Excerpts of labeled region data:
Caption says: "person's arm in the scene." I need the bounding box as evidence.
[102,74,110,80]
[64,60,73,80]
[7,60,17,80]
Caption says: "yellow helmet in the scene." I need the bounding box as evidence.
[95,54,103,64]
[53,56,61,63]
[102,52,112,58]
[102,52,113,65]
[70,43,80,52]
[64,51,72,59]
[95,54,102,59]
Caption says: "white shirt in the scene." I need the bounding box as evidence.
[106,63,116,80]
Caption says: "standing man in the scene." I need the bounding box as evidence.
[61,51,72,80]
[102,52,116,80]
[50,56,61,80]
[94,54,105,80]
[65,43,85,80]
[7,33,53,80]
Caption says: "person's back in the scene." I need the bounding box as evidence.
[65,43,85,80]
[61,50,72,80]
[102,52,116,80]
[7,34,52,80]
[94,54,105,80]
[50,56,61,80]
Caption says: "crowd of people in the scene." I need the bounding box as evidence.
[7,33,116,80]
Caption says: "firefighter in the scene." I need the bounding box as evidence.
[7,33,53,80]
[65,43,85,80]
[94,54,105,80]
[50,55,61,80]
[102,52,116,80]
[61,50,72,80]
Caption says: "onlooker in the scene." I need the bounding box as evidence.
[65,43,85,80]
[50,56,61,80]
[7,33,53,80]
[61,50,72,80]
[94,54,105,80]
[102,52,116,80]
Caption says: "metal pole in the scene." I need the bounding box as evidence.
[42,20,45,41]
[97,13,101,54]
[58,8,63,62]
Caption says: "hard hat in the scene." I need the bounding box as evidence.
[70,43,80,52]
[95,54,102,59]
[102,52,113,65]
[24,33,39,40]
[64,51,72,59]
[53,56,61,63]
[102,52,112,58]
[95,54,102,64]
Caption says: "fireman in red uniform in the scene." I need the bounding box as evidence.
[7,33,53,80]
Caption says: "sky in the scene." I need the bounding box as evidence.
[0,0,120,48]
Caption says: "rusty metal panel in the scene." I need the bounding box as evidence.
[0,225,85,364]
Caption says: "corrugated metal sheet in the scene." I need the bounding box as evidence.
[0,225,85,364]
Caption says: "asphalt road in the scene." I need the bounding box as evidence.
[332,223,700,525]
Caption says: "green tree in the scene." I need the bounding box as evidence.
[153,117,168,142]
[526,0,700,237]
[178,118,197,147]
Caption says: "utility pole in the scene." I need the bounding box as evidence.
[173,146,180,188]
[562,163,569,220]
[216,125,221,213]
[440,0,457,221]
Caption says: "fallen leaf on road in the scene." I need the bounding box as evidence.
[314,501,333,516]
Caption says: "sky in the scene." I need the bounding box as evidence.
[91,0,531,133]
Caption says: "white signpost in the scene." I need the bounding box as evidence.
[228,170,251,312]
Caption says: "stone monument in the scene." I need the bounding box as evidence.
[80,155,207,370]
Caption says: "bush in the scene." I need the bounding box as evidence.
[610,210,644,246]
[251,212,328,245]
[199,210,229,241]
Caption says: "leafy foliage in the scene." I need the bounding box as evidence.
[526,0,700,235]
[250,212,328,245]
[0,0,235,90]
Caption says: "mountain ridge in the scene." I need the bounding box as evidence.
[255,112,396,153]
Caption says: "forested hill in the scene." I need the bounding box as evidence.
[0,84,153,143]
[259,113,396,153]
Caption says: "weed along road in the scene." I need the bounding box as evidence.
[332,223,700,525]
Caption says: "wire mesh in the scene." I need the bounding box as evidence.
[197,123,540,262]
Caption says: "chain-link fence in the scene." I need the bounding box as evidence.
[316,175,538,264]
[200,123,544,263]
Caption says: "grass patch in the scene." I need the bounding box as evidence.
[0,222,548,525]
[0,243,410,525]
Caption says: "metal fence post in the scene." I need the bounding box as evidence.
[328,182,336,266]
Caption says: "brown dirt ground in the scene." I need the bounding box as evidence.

Task goal —
Copy out every item again, switching "evidence" to "proof" and leaving everything else unchanged.

Answer —
Caption says: "person's arm in the scene." I need the bounding box as proof.
[102,74,110,80]
[64,60,73,80]
[7,60,17,80]
Caption says: "yellow helmet in the scene." I need the bounding box as proof.
[95,54,103,64]
[53,56,61,63]
[102,52,112,58]
[102,52,113,65]
[70,43,80,52]
[64,51,72,59]
[95,54,102,59]
Caption says: "white shirt in the scene." I need the bounding box as proof.
[106,63,116,80]
Caption says: "standing man in the scene." I need the bounding box as proof.
[61,51,72,80]
[102,52,116,80]
[50,56,61,80]
[94,54,105,80]
[65,43,85,80]
[7,33,53,80]
Caption says: "person's back in the scene." I need the bounding box as proof.
[65,43,85,80]
[61,50,72,80]
[102,52,116,80]
[7,34,52,80]
[94,54,105,80]
[50,56,61,80]
Caption says: "crowd of people in the scene." I need the bounding box as proof.
[7,33,116,80]
Caption says: "firefighter in the scene." I need the bounding box as proof.
[7,33,53,80]
[65,43,85,80]
[94,54,105,80]
[50,55,61,80]
[102,52,116,80]
[61,50,72,80]
Caption says: "onlooker in the scene." I need the bounding box as proof.
[65,43,85,80]
[50,56,61,80]
[7,33,53,80]
[61,50,72,80]
[94,54,105,80]
[102,52,116,80]
Caption says: "metal pole in the scene." I need the bounding box as proof.
[42,20,45,41]
[97,13,101,54]
[58,8,63,62]
Caption says: "hard hat in the scene." I need the bounding box as proof.
[70,43,80,52]
[95,54,102,59]
[102,52,113,65]
[24,33,39,40]
[64,51,72,59]
[53,56,61,63]
[102,52,112,58]
[95,54,102,64]
Caption says: "fireman in red uniform in the scene." I need the bounding box as proof.
[7,33,53,80]
Caption says: "sky in the scene." I need the bounding box as proof.
[0,0,120,48]
Caption says: "rusty metal panel in the scene." I need the bounding box as proof.
[0,225,85,364]
Caption says: "corrugated metal sheet in the scene." I need the bounding box as proof.
[0,225,85,364]
Caption says: "asphalt road in the scene." I need the bounding box as proof.
[332,223,700,525]
Caption says: "green tree in the scene." I need the bounding box as proof.
[153,117,168,142]
[526,0,700,237]
[178,118,197,147]
Caption says: "utility pole in the scene." I need the bounding box as proof.
[173,146,180,188]
[562,163,569,220]
[216,125,221,213]
[440,0,457,221]
Caption says: "fallen leaf on road in the scene." I need the bounding box as proof.
[314,501,333,516]
Caption says: "sky in the scene." I need the bounding box as proof.
[91,0,531,133]
Caption says: "white signpost in the scene." I need the bounding box as proof.
[228,170,251,312]
Caption says: "stone monument in the scene." I need the bounding box as proof.
[80,155,207,370]
Caption says: "bush in the scene." I need the bounding box as proof.
[610,210,644,246]
[251,212,328,245]
[199,210,229,241]
Caption says: "leafy foliage in the scene." I need the bounding box as proof.
[526,0,700,235]
[250,212,328,245]
[0,0,235,90]
Caption says: "mountain ridge in the scene." I need the bounding box as proof.
[255,112,396,153]
Caption says: "forested hill in the scene." I need the bounding box as proof.
[0,84,153,143]
[259,113,396,153]
Caption says: "weed along road in the scene." I need the bounding box as proof.
[332,223,700,525]
Caption says: "wire mesh in the scene." I need the bounding box as proof.
[197,123,540,262]
Caption says: "chain-link fence in the scene." I need the bounding box as proof.
[316,175,538,264]
[200,123,544,263]
Caption says: "grass patch in the scene." I need the bounding box as proof.
[0,222,548,525]
[0,243,410,525]
Caption says: "metal fence post in the scene." I need the bounding box as proof.
[328,182,336,266]
Caption says: "brown dirt ground in the scene." I need the bounding box as proof.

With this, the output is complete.